▸ Task objective: Could you copy out, character for character, everything in the records below from the line containing "For every <instance> block, the" down to the line containing "110L70 116L73 170L82", both of those lines included?

▸ Exercise data:
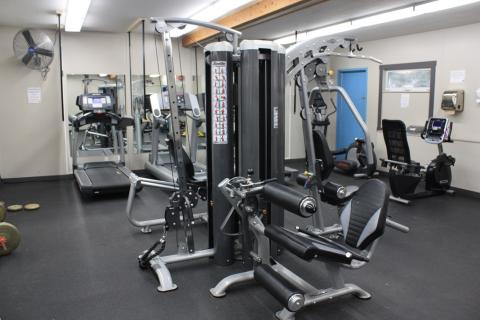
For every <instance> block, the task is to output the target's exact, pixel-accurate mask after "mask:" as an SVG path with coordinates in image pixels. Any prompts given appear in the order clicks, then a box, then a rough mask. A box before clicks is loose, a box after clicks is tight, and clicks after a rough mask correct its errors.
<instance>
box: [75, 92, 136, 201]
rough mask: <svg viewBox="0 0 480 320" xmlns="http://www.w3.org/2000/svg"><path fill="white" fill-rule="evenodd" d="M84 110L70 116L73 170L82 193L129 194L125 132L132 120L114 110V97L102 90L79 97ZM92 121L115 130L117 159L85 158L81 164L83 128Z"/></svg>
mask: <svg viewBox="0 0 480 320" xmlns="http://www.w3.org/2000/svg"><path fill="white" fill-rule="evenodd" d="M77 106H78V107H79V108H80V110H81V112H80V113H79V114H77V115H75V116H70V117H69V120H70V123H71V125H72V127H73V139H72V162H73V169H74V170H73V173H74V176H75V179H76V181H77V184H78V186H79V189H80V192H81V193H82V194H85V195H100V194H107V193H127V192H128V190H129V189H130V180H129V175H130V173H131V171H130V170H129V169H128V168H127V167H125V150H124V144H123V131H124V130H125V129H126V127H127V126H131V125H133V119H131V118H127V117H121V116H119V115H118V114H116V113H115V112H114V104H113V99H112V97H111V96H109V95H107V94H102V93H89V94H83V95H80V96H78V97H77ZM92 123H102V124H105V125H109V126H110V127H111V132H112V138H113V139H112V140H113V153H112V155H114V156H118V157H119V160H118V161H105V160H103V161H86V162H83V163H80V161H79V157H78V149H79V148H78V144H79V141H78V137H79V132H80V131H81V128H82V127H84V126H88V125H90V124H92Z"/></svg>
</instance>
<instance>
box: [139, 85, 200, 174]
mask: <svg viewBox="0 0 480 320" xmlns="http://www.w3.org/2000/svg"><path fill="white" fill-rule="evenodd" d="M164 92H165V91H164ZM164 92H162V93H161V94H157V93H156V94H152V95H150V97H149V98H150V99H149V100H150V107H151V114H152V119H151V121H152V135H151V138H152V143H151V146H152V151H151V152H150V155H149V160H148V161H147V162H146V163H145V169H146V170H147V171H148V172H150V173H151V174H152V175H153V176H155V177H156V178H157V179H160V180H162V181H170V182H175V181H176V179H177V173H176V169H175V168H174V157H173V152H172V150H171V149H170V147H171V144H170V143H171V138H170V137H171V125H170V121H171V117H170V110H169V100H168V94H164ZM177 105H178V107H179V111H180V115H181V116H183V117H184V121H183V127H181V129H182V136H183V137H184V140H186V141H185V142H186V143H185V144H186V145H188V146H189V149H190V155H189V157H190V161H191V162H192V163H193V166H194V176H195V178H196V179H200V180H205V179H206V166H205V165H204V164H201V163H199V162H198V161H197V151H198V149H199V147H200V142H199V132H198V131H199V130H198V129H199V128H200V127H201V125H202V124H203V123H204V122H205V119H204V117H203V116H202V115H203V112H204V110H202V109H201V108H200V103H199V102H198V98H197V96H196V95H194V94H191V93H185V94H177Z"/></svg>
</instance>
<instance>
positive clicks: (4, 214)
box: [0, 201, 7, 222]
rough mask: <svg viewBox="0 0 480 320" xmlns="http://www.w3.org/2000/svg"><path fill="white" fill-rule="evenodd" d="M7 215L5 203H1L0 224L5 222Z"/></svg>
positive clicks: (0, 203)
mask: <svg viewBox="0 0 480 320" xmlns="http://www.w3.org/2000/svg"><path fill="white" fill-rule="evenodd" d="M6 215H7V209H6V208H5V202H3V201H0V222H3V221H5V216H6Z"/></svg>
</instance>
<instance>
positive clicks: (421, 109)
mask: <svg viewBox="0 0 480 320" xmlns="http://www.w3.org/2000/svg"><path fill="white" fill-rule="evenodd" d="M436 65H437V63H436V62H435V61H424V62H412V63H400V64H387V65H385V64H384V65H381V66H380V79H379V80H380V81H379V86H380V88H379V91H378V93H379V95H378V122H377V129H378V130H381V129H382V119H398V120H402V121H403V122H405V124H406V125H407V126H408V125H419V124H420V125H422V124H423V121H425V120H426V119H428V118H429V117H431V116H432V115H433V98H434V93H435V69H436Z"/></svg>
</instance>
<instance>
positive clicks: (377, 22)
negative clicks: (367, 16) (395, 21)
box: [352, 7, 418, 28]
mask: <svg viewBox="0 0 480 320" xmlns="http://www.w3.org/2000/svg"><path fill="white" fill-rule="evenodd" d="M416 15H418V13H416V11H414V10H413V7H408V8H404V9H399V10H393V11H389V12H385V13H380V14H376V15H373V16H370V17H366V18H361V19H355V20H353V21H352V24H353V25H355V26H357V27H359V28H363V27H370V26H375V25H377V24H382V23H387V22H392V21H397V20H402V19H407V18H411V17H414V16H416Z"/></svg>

---

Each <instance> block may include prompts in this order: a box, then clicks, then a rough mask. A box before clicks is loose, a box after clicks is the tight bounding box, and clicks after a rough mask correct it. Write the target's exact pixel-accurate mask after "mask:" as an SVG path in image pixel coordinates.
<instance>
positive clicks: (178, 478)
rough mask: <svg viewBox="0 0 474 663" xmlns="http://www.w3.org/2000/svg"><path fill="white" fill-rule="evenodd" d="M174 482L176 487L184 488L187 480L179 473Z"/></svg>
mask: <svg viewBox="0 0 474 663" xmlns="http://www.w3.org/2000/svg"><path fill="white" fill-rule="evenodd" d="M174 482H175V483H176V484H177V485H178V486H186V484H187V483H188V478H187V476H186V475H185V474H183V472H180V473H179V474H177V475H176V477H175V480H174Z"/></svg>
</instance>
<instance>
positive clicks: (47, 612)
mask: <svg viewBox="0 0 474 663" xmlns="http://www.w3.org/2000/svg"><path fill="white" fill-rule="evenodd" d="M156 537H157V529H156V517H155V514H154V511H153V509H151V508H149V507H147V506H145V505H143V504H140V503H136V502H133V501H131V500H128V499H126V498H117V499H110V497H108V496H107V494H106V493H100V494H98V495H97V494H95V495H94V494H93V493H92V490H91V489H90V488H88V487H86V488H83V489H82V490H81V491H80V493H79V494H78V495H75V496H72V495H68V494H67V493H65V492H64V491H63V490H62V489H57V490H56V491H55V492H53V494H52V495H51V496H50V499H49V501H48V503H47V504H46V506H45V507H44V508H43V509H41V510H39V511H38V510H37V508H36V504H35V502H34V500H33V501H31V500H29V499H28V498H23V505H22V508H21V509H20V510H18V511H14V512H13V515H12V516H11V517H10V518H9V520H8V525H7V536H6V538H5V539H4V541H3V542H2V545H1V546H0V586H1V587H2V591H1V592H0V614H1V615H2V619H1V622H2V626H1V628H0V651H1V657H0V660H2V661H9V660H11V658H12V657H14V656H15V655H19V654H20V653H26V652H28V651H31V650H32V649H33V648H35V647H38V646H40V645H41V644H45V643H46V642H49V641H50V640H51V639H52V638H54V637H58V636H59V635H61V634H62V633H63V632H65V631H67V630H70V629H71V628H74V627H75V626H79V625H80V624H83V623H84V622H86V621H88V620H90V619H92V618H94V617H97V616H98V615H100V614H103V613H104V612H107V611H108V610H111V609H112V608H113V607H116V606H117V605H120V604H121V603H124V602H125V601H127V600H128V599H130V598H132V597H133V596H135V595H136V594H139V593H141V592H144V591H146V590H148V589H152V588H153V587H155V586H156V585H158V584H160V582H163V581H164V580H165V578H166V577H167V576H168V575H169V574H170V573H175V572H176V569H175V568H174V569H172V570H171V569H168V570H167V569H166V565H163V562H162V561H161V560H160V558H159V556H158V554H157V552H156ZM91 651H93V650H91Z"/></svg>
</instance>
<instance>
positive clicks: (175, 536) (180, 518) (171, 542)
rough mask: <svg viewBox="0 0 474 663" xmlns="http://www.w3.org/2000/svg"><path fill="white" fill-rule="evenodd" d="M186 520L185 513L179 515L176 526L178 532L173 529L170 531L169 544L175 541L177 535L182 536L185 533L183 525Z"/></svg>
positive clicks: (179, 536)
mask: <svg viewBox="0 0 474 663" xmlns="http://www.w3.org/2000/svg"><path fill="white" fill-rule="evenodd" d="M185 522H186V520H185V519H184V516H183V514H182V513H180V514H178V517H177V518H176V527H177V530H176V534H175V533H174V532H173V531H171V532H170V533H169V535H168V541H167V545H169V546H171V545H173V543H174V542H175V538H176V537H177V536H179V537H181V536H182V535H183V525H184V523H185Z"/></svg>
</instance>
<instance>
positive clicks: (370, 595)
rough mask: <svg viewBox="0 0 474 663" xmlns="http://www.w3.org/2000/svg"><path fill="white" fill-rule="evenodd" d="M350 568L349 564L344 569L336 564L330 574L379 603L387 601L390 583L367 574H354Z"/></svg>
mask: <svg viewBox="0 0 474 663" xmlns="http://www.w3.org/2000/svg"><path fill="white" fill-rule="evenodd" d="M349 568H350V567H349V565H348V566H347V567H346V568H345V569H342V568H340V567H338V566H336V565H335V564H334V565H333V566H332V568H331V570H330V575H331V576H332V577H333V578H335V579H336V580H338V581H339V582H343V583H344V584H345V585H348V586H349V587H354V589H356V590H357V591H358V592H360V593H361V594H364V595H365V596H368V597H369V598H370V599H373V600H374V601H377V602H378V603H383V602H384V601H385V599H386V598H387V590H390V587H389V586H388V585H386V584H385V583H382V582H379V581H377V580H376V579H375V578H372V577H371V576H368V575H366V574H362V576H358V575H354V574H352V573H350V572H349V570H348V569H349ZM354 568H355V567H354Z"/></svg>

...

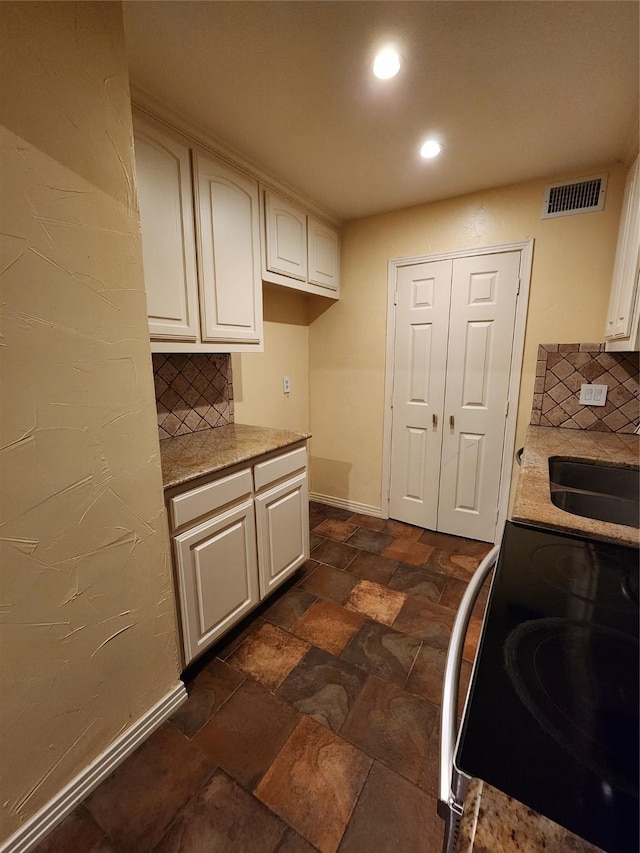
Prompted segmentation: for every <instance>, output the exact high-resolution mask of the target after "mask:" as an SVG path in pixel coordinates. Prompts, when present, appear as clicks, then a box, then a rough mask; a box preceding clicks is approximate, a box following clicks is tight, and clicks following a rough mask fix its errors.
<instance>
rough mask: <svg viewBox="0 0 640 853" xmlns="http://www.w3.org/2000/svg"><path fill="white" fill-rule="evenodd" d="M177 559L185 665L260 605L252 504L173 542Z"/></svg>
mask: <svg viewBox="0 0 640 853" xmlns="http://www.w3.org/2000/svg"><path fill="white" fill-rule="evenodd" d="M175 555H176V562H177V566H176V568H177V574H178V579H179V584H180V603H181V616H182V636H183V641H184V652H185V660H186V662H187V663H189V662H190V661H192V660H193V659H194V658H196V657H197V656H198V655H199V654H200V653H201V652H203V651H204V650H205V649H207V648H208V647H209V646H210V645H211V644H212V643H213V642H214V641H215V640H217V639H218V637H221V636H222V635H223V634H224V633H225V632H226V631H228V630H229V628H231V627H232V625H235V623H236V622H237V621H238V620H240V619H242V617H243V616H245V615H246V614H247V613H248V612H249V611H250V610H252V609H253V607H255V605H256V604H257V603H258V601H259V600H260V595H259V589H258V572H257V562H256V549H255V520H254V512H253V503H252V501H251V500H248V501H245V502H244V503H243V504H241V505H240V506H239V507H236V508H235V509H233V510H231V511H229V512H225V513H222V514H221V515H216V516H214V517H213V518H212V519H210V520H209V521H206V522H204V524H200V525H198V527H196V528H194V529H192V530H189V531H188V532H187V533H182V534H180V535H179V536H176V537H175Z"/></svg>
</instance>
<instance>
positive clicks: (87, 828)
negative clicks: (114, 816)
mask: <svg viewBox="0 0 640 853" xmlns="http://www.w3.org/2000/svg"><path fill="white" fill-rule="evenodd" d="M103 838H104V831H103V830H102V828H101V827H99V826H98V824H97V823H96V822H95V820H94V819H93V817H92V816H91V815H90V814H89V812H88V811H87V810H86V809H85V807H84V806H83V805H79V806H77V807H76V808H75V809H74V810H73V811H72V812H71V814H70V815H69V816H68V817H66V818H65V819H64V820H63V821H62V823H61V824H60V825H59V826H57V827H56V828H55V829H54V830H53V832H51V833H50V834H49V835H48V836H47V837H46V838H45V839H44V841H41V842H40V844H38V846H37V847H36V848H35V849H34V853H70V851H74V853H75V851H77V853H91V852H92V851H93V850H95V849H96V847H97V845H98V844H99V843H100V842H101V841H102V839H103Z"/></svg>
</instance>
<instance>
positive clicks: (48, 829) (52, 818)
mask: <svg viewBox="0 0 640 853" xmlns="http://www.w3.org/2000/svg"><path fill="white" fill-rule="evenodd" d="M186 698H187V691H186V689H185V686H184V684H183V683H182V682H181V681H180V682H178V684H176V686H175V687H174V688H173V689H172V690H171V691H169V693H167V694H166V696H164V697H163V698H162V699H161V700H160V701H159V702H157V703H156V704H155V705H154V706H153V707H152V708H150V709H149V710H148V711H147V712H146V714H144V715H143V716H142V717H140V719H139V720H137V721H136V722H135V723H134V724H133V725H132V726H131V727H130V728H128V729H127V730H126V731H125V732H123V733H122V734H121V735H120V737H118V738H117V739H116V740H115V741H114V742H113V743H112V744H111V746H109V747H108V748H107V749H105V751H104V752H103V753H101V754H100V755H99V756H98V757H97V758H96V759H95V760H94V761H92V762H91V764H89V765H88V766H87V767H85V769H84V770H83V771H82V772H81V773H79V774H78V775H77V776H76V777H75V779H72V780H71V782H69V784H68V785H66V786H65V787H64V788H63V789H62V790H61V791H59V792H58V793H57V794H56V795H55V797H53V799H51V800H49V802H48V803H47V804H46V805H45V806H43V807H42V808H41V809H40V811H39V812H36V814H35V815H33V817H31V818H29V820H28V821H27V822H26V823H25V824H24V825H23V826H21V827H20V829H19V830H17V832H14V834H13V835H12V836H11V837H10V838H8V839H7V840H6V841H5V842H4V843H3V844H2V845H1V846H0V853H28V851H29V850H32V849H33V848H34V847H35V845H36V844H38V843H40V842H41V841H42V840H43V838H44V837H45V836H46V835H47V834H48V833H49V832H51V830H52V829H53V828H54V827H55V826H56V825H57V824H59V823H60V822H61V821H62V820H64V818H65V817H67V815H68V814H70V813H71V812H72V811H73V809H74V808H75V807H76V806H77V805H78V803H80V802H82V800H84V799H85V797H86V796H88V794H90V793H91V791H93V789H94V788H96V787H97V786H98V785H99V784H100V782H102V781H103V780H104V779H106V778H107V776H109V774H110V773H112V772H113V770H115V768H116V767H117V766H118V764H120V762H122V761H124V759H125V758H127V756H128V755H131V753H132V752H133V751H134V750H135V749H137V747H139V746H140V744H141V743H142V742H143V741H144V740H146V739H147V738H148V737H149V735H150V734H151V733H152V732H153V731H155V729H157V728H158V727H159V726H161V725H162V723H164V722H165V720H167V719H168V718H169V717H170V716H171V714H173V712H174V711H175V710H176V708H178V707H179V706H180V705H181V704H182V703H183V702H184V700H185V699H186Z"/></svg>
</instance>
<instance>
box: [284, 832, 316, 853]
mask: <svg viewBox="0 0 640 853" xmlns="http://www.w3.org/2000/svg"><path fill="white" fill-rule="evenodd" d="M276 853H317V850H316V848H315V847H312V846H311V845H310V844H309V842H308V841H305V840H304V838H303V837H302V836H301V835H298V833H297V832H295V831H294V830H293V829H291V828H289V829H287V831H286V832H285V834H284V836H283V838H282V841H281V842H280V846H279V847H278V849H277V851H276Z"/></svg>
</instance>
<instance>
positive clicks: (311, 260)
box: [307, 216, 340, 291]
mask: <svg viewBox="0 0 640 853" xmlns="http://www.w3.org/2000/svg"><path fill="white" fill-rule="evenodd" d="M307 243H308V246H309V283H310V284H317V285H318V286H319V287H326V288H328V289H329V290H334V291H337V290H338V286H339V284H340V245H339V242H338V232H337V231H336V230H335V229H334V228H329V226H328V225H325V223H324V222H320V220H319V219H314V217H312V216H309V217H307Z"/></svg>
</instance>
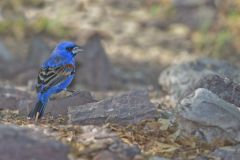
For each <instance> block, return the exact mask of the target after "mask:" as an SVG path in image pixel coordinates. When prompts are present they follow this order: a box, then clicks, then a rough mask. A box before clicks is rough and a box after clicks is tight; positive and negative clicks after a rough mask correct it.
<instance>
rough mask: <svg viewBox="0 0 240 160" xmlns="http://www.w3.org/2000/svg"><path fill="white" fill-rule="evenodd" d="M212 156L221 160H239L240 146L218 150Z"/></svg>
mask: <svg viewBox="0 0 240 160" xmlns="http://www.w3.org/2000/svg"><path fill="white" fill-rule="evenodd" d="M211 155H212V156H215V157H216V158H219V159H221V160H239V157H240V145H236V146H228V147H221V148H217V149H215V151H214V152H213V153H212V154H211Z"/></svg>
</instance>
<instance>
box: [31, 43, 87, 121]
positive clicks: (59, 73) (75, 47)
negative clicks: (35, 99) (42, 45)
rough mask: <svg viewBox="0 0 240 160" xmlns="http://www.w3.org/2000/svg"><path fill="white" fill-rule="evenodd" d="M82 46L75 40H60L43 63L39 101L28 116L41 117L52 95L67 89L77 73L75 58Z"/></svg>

▸ Written answer:
For every <instance> block, the task is to output the target's exact, pixel-accurate mask after "mask:" as an SVG path with coordinates in image pixels. Any prompts given appear in the order clicks, then a box, then a rough mask. A box before clicks is loose, a box after clicks is tight, and clicks after a rough mask correct its errors.
<instance>
box: [75, 92, 136, 201]
rough mask: <svg viewBox="0 0 480 320" xmlns="http://www.w3.org/2000/svg"><path fill="white" fill-rule="evenodd" d="M84 110L70 116L73 170L82 193L129 194L125 132L132 120L114 110V97L102 90L79 97ZM92 121L115 130L117 159L85 158L81 164L83 128Z"/></svg>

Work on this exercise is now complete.